Orangutan tries to steal motorbike after release aided by New Forest charity
A GIANT orangutan that was released into the wild in Borneo with help from a Brockenhurst-based charity had to be recaptured after it tried to steal a motorbike.
Tiger had been rescued as a baby after he was found abandoned on the banks of the Kinabatangan River. He was cared for at the Sepilok Rehabilitation Centre (SORC) in Sabah.
When he became a teenager it was decided that it was best for him to be let go in the Kabili forest surrounding the clinic in the hope he would join up with a gang of other orangutans.
But a few weeks after he was set free a terrified plantation owner ran the centre asking them to come and get Tiger as he had been found trying to make off on a worker’s motorbike.
Sue Sheward, who founded the Brockenhurst-based Orangutan Appeal UK, revealed: “Orangutans are nearly as intelligent as humans, they share 96% of our genes. They will watch you closely and copy you perfectly.
“At some stage Tiger had obviously seen someone riding a motorbike and decided he could do the same! I wouldn’t have been surprised if he could have actually driven it off.
“The trouble is that he had become very used to being around humans. But he was also by now a very, very large, frightening looking orangutan.
“We just couldn’t leave him to wander around villages with the risk that he might accidentally hurt someone, or that somebody could shoot him because they were scared of him.”
Tiger was taken back to the centre where he was treated for a chest infection. This year it was decided to give it “one last go” at trying to set him free.
He was flown by helicopter to a remote part of Tabin where he is unlikely to come into any human contact.
Sue (73), who took part in the operation, said: “It was a very emotional moment. “He gave a last glance over his shoulder then just went off. They were grown men stood around with tears in their eyes.
“He has been with us since we rescued him as an orphan so he is very much loved but we knew for him to have the best chance of survival he had to be let go.”
Tiger has been sited looking healthy and happy and making “long calls” across the forest looking for a mate.

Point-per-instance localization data
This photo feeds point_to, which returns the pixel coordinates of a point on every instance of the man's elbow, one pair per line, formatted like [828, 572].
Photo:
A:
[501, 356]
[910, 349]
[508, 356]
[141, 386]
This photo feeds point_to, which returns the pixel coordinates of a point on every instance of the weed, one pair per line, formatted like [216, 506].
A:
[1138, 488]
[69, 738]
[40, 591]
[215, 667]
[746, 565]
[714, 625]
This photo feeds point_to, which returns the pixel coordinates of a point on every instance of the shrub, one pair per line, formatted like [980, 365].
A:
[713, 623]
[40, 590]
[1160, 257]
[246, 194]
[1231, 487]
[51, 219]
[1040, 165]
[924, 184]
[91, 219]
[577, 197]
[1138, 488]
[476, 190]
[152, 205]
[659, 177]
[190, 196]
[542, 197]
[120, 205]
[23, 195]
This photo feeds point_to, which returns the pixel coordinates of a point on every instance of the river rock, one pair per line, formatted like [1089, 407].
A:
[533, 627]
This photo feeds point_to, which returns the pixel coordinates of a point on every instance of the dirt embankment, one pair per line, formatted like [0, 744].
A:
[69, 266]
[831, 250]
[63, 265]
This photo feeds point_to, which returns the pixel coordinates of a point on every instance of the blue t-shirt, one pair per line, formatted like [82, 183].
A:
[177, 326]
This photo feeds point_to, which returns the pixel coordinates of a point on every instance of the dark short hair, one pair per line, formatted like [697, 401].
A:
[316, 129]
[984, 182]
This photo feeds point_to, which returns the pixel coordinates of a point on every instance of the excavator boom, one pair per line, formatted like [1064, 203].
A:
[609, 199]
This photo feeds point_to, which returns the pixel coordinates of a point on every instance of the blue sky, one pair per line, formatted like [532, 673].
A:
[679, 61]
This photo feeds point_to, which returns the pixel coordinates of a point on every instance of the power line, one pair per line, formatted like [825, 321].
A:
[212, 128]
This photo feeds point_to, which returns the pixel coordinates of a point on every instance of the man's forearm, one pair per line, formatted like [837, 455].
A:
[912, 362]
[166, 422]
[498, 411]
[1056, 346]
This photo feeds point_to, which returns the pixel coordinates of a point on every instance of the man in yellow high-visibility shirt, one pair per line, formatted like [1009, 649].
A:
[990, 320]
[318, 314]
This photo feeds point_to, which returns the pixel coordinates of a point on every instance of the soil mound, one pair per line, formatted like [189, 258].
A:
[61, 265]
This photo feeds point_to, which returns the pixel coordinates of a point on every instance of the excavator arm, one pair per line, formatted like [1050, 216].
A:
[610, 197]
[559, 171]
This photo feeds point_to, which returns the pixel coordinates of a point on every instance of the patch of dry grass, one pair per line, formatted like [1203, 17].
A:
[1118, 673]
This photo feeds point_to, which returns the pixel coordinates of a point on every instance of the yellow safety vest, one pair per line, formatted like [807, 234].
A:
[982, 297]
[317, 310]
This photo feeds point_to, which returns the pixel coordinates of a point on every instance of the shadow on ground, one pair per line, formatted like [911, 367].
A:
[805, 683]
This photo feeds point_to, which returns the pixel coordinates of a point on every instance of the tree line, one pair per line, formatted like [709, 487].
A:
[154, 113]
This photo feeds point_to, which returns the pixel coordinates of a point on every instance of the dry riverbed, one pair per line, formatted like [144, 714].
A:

EXERCISE SET
(1) In the orangutan article, substitute "infant" for "baby" in the passage starting with "Orangutan tries to" and going on through "of other orangutans.".
(2) According to the orangutan article, why couldn't Tiger be left to wander around villages after his first release?
This material is separate from the orangutan article.

ACTIVITY ANSWERS
(1)
Orangutan tries to steal motorbike after release aided by New Forest charity
A GIANT orangutan that was released into the wild in Borneo with help from a Brockenhurst-based charity had to be recaptured after it tried to steal a motorbike.
Tiger had been rescued as a infant after he was found abandoned on the banks of the Kinabatangan River. He was cared for at the Sepilok Rehabilitation Centre (SORC) in Sabah.
When he became a teenager it was decided that it was best for him to be let go in the Kabili forest surrounding the clinic in the hope he would join up with a gang of other orangutans.

(2) He had become very used to being around humans and was by then a very large, frightening-looking orangutan. He might accidentally hurt someone, or someone scared of him might shoot him.